- SET EXERCISE: Report how many lines of the data below contain the string "Coordinates". Reply with the number alone.

-- Start RECORD SET --

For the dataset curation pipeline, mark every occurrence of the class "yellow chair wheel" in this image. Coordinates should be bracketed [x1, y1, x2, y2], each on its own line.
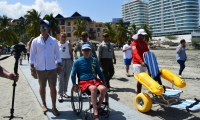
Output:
[134, 93, 152, 112]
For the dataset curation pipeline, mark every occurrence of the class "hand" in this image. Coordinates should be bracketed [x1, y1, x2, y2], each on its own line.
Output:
[141, 62, 146, 67]
[73, 85, 78, 92]
[113, 60, 116, 64]
[57, 67, 62, 75]
[8, 73, 19, 82]
[31, 70, 37, 79]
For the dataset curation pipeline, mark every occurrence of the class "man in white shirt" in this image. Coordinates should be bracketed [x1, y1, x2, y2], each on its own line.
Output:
[30, 20, 61, 116]
[123, 39, 132, 77]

-- End RECORD SET --

- WORKED ANSWER: 3